- _YOUR GOAL_: For each statement, say yes or no according to the passage on the domain of Coase's axiom, and quote the words of the passage that decide it. 1. The narrow reading limits Coase's axiom to economic harms. 2. The author sees four logical possibilities for the axiom's scope. 3. Coase's social cost paper opens by addressing the actions of business firms.

The domain of Coase’s axiom

In my previous post, I explained why Ronald Coase’s reciprocal-harm insight should be treated as an axiom, i.e. an indemonstrable first principle or formal logical expression used in a deduction to yield further results. Today (Merry Christmas!), I will explore what I like to call the domain question: what is the scope of Coase’s axiom? Does it apply to all harms or only to economic harms like the ones discussed in Coase’s original FCC and social cost papers, i.e. the papers in which Coase first introduced his reciprocal-harm model? There are three logical possibilities: narrow, intermediate, and broad.

  1. Narrow: economic harms. On one end of the reciprocal-harm domain space are so-called “externalities” or economic harms (see here, for example), i.e. the spillover effects of otherwise lawful or socially-useful business activities such as cattle trespass, noise and vibrations, railway sparks, signal interference, smoking chimneys, etc.: the examples that Coase himself surveys in his FCC and social cost papers. In support of this narrow interpretation of Coase’s axiom one need look no further than the very first sentence of Coase’s social cost paper itself, which begins thus: “This paper is concerned with those actions of business firms which have harmful effects on others.” (Coase 1960, p. 1)

- _PROVIDED DATA_:
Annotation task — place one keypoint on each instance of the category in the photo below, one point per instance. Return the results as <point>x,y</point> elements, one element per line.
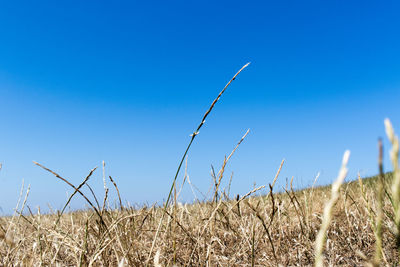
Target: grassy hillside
<point>264,230</point>
<point>353,224</point>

- _ANSWER TO THE PROBLEM_:
1. Yes: "Narrow: economic harms."
2. No: "There are three logical possibilities: narrow, intermediate, and broad."
3. Yes: "This paper is concerned with those actions of business firms which have harmful effects on others."